**Exercise prompt:**
Transcribe each record word for word. Skip the images.

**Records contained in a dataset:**
○ ○ ○
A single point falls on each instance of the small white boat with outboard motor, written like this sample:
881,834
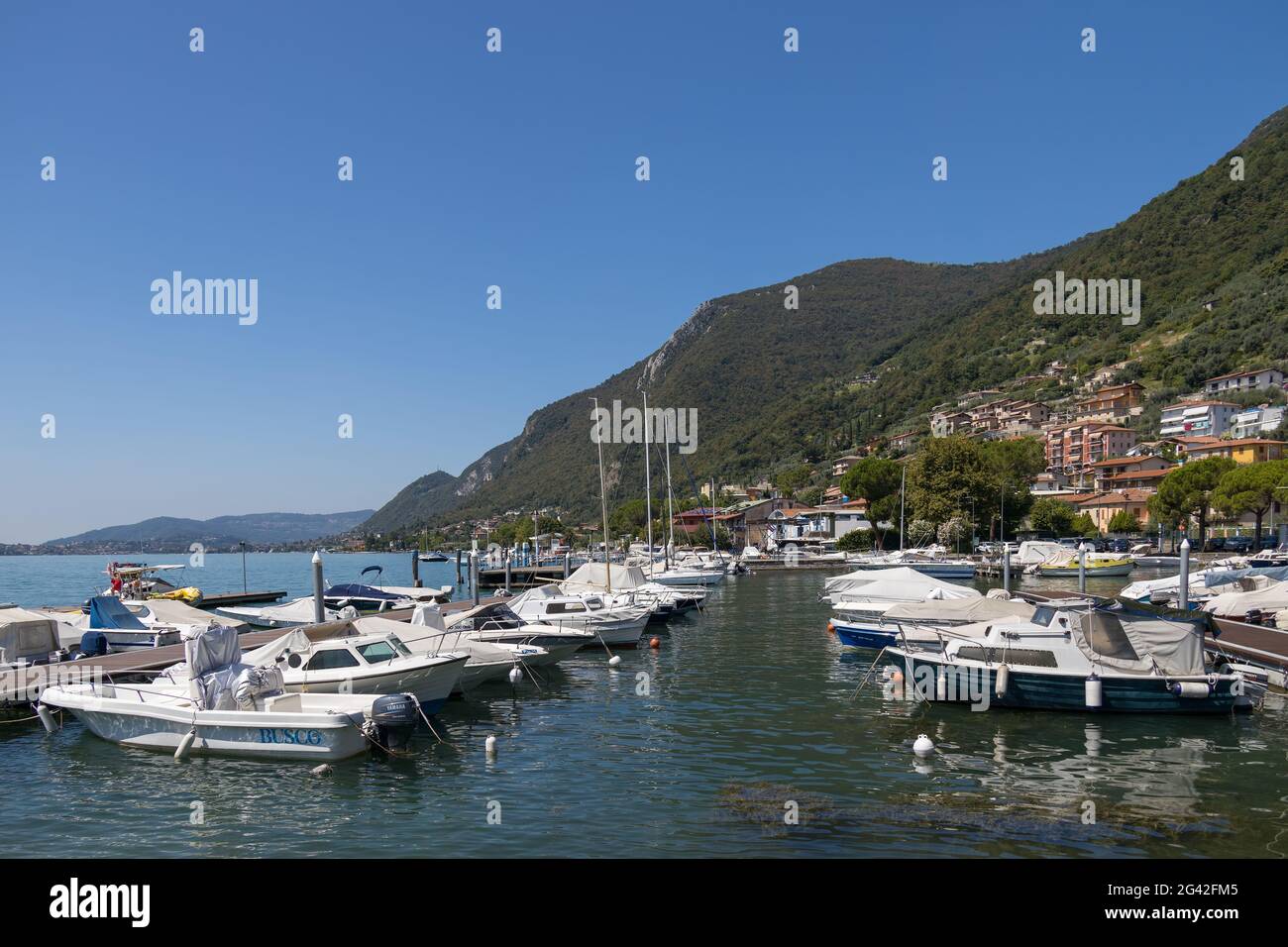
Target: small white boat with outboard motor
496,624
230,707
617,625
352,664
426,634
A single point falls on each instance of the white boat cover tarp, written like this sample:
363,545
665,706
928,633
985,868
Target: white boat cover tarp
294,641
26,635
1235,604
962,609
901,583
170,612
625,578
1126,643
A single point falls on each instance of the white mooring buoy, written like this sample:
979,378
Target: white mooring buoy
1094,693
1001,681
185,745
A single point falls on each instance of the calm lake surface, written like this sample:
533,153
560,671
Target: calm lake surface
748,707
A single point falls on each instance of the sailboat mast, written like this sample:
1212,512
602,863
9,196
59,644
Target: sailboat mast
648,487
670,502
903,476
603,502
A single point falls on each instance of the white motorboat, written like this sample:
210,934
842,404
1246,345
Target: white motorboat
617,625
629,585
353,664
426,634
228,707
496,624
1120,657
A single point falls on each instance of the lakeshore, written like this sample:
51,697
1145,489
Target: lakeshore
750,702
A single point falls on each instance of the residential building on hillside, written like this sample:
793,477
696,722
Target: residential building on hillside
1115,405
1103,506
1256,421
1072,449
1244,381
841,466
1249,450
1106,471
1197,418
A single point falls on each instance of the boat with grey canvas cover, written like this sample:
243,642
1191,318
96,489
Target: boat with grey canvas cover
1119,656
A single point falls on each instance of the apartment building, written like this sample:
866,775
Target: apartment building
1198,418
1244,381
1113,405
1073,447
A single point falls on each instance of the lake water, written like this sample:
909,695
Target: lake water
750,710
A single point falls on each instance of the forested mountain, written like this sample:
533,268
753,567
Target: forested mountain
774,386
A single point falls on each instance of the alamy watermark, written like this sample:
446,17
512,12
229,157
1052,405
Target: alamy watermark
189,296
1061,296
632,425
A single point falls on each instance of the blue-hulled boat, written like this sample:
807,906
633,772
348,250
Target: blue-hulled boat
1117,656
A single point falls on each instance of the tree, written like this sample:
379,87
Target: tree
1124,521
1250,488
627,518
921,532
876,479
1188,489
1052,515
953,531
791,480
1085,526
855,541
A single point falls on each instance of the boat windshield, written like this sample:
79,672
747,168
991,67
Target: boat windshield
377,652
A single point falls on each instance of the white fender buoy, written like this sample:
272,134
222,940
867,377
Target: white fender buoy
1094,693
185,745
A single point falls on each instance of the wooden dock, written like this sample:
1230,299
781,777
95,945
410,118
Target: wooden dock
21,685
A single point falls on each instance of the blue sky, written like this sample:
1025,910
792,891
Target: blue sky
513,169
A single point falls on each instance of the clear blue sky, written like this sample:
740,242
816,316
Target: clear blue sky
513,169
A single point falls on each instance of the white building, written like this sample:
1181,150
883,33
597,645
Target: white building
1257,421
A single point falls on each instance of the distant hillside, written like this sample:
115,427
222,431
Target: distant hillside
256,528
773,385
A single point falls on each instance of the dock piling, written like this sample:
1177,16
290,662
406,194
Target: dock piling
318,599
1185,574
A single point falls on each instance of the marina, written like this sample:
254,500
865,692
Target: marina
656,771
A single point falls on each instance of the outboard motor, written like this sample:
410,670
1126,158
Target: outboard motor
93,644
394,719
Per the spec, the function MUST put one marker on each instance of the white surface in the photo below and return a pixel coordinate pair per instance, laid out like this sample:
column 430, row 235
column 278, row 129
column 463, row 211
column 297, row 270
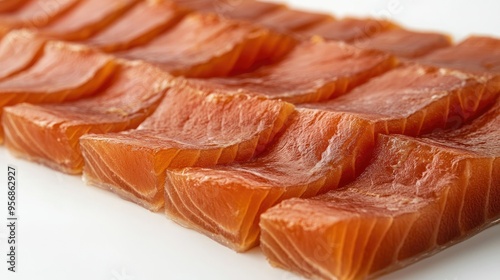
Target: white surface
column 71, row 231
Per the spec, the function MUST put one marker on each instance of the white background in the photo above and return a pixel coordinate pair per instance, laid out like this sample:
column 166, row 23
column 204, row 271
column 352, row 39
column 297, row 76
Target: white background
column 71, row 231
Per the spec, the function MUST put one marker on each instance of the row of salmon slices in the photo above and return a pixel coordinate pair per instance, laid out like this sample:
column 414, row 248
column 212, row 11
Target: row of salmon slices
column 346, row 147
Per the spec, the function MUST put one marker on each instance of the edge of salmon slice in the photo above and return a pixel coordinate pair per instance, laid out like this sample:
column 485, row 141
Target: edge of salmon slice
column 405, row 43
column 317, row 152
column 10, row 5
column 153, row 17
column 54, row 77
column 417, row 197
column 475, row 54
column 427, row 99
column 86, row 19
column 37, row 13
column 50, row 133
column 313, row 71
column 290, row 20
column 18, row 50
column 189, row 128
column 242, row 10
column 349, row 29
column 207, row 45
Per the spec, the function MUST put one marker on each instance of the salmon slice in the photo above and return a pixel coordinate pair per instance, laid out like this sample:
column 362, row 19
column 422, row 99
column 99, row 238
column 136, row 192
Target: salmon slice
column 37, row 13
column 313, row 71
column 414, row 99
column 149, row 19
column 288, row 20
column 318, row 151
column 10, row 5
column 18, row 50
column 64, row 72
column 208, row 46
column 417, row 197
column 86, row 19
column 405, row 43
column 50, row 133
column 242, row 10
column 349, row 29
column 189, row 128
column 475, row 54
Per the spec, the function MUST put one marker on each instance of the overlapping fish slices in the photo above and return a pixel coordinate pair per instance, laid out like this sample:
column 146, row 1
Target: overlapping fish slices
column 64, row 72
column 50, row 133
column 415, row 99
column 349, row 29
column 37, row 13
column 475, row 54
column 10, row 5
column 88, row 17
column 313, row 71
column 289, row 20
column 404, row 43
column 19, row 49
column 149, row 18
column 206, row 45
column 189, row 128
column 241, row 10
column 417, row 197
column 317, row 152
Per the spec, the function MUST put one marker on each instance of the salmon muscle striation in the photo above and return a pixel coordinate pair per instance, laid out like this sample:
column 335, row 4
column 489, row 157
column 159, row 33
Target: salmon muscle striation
○ ○ ○
**Written answer:**
A single point falls on each instance of the small white boat with outboard motor, written like this sample:
881,834
Target: small white boat with outboard motor
496,624
230,707
617,625
352,664
426,634
A single point falls on each instance of the white boat cover tarp, written like this sample:
363,545
665,706
928,633
985,868
Target: white boat cover tarp
294,641
26,635
1235,604
962,609
901,583
170,612
625,578
1126,643
A single point falls on each instance of the white mooring buoy, written like this sample:
979,378
Target: white mooring buoy
1094,693
1001,681
185,745
A single point falls on each instance of the calm lake surface, written like this sample:
533,153
560,671
Target: calm lake surface
748,707
A single point falls on each instance of the sailboat mast, written like this sample:
1212,512
602,863
9,196
59,644
Target: sailboat mast
648,487
670,502
903,476
603,502
A single point falls on each instance of the white motorboat, written like this sample:
210,934
842,404
1246,345
Target: white motorboat
617,625
629,585
353,664
426,634
228,707
496,624
1120,657
A single point falls on each instance of the lakeshore, written like this sample:
51,697
1145,489
Target: lakeshore
750,702
A single point falls on each instance of the residential building on hillside, written like this sample:
793,477
696,722
Target: residential building on hillside
1115,405
1103,506
1256,421
1072,449
1244,381
841,466
1249,450
1106,471
1197,418
A single point falls on each instance of the boat with grey canvas cover, written like this sample:
243,642
1191,318
96,489
Target: boat with grey canvas cover
1119,656
A single point falls on each instance of the apartment building, written like this sample:
866,775
Target: apartment building
1198,418
1244,381
1113,405
1073,447
A single point falls on each instance of the lake water, written like this sample:
909,695
Target: lake water
750,710
A single point falls on each instance of the forested mountain, written like this sample:
533,268
753,567
Target: forested mountain
774,386
A single point falls on each instance of the alamy watermark, written like this sample:
446,17
512,12
229,157
1052,405
Target: alamy watermark
189,296
1061,296
632,425
A single point falls on each instance of the blue-hulled boat, written like this sample:
807,906
633,772
348,250
Target: blue-hulled boat
1117,656
A single point falls on each instance of the tree, written like this sample:
379,87
Target: tree
1124,521
1250,488
627,518
921,532
876,479
1188,489
1052,515
953,531
791,480
1085,526
855,541
A single point falls on each instance of the boat windshield, written like this sample:
79,672
747,168
991,67
Target: boat windshield
377,652
A single point falls on each instance of the white fender buoy, written like this sample:
272,134
222,940
867,377
Target: white fender buoy
1094,693
185,745
A single point falls on each instance of the wooden dock, written like this sample:
1230,299
781,777
95,945
410,118
Target: wooden dock
21,685
A single point falls on each instance of the blue sky, written like this sample:
1025,910
792,891
Target: blue sky
513,169
A single point falls on each instance of the clear blue sky, written like this sample:
740,242
816,316
Target: clear blue sky
513,169
A single point falls on each instance of the white building, written like this sample:
1181,150
883,33
597,645
Target: white building
1257,421
A single point falls on each instance of the distant hillside, written like this sample:
115,427
222,431
Target: distant hillside
256,528
773,385
A single point falls on each instance of the dock piling, written like this sample:
1177,16
290,662
406,194
Target: dock piling
318,599
1185,574
A single point falls on each instance of the marina, written like this sample:
254,500
865,692
Target: marina
656,771
A single point falls on each instance of the outboard motor, written like this sample:
410,670
1126,158
Target: outboard motor
93,644
394,719
Per the spec, the function MUST put one marker on each instance of the white surface in the photo below and return a pixel coordinate pair per instance, laid out like this sample:
column 430, row 235
column 278, row 129
column 463, row 211
column 297, row 270
Target: white surface
column 71, row 231
Per the spec, the function MUST put one marker on each instance of the white background in the photo above and return a pixel coordinate pair per instance, laid out like this sample:
column 166, row 23
column 204, row 271
column 352, row 39
column 297, row 76
Target: white background
column 71, row 231
Per the spec, the function MUST put one marker on each instance of the row of salmon slices in the photo above and return a pixel coordinate pair per instance, laid out like this sample:
column 414, row 248
column 212, row 11
Target: row of salmon slices
column 346, row 147
Per the spec, the function MUST put one marker on each instance of the edge of salmon slice in the photo above and return a pixel coordinate pair per instance, laid out like this sample:
column 485, row 141
Target: edge of salmon slice
column 405, row 43
column 317, row 152
column 10, row 5
column 153, row 17
column 54, row 77
column 417, row 197
column 475, row 54
column 427, row 99
column 86, row 19
column 37, row 13
column 50, row 133
column 313, row 71
column 290, row 20
column 18, row 50
column 189, row 128
column 242, row 10
column 349, row 29
column 207, row 45
Per the spec, the function MUST put one marker on each instance of the salmon slice in the photo above and return a pixel coordinate pair per instance, laid out like this sample:
column 362, row 19
column 422, row 99
column 99, row 238
column 136, row 192
Target: salmon slice
column 37, row 13
column 313, row 71
column 414, row 99
column 149, row 19
column 288, row 20
column 318, row 151
column 10, row 5
column 18, row 50
column 64, row 72
column 208, row 46
column 417, row 197
column 86, row 19
column 405, row 43
column 50, row 133
column 242, row 10
column 349, row 29
column 189, row 128
column 475, row 54
Per the spec, the function MUST put one marker on each instance of the overlapping fish slices in the photo above and return a pixel coordinate pair per instance, laid out like this sample:
column 146, row 1
Target: overlapping fish slices
column 64, row 72
column 50, row 133
column 415, row 99
column 349, row 29
column 37, row 13
column 475, row 54
column 10, row 5
column 88, row 17
column 313, row 71
column 289, row 20
column 404, row 43
column 19, row 49
column 149, row 18
column 206, row 45
column 189, row 128
column 241, row 10
column 417, row 197
column 317, row 152
Per the spec, the function MUST put one marker on each instance of the salmon muscle striation in the photo above and return a pixel coordinate pair per instance, laid out like this sample:
column 335, row 4
column 489, row 157
column 159, row 33
Target: salmon muscle striation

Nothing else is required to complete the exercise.